Start of EXTRACTED RECORDS

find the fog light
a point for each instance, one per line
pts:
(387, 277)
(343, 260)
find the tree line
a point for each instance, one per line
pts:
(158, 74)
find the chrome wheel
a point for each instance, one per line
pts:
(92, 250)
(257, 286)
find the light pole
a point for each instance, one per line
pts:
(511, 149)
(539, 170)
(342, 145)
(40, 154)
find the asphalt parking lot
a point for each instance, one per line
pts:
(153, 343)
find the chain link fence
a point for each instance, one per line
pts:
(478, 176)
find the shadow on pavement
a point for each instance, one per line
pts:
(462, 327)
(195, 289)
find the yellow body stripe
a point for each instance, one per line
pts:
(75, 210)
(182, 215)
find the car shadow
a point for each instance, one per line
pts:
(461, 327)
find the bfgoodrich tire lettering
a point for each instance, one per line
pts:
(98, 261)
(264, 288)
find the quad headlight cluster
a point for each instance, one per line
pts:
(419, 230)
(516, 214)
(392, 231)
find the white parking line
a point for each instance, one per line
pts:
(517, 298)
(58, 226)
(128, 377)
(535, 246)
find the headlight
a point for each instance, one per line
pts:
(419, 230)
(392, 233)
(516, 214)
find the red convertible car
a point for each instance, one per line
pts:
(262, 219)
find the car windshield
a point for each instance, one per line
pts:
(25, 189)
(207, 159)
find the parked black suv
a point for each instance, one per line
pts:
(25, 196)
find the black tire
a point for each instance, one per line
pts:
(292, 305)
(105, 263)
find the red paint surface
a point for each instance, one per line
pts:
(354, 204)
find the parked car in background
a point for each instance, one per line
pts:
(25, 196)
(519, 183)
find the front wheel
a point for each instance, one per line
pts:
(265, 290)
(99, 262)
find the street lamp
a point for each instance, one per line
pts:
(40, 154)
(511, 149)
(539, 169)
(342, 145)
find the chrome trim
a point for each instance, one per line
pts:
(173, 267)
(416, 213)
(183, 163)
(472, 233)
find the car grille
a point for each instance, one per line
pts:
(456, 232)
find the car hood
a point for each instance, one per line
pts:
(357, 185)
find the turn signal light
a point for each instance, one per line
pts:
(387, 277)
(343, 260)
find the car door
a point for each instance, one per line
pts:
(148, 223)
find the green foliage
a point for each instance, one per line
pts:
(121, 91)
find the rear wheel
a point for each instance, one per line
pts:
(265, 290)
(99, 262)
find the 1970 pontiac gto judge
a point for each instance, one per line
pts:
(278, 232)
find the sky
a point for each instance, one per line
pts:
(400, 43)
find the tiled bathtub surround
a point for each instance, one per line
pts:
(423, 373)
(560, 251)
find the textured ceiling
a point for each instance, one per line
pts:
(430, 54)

End of EXTRACTED RECORDS

## WORK TO BE COMPLETED
After reading the listing, copy it out exactly and in full.

## FINISHED TASK
find the fog light
a point for each instance, one per line
pts:
(387, 277)
(343, 260)
find the tree line
a point for each instance, one per line
pts:
(158, 74)
find the chrome wheel
a point for each instance, one per line
pts:
(92, 250)
(257, 286)
find the light pole
a point for each instance, one per line
pts:
(511, 149)
(539, 170)
(342, 145)
(40, 154)
find the asphalt parking lot
a point for each instance, one per line
pts:
(153, 343)
find the chain link fence
a point for each instance, one per line
pts:
(478, 176)
find the shadow on pavement
a point for each instance, one per line
pts:
(462, 327)
(195, 289)
find the yellow body stripe
a point for each instance, one per line
pts:
(75, 210)
(182, 215)
find the car shadow
a point for each instance, one per line
pts:
(461, 327)
find the bfgoodrich tire lettering
a point for each instance, one per line
pts:
(98, 261)
(264, 288)
find the quad headlight cluster
a point for each instance, one per line
pts:
(419, 230)
(516, 214)
(392, 231)
find the white parking line
a point for each instance, one per line
pts:
(517, 298)
(58, 226)
(128, 377)
(535, 246)
find the headlight
a point for each instance, one per line
pts:
(419, 230)
(392, 233)
(516, 214)
find the red convertible car
a point for each instance, one per line
pts:
(262, 219)
find the car windshield
a point for each instance, one per line
pts:
(25, 189)
(207, 159)
find the parked black suv
a point for each instance, one per line
pts:
(25, 196)
find the black tire
a point for each instance, one per line
pts:
(292, 305)
(105, 263)
find the red paint surface
a point for each instance, one per line
pts:
(354, 204)
find the parked car in background
a point for each instance, one per line
pts:
(25, 196)
(519, 183)
find the front wheel
a point for each instance, one per line
pts:
(265, 290)
(99, 262)
find the street lamp
a point for each instance, one per line
pts:
(40, 154)
(511, 149)
(539, 169)
(342, 145)
find the chrome trim
a point for each instance, one per line
pts:
(173, 267)
(416, 213)
(183, 163)
(472, 233)
find the car grille
a point for each instance, one per line
pts:
(456, 232)
find the car hood
a point for each instance, one per line
pts:
(357, 185)
find the turn signal light
a point for each instance, one per line
pts:
(387, 277)
(343, 260)
find the car door
a point for each instance, one per line
pts:
(148, 223)
find the green foliage
a point for each instance, one per line
pts:
(121, 91)
find the rear wheel
a point for each instance, one per line
pts:
(265, 290)
(99, 262)
find the 1970 pontiac gto judge
a point for each instance, one per line
pts:
(278, 232)
find the sky
a point for each instance, one per line
pts:
(400, 43)
find the tiled bathtub surround
a point for each instance, one per line
pts:
(423, 373)
(560, 251)
find the textured ceiling
a point for each instance, one per line
pts:
(430, 54)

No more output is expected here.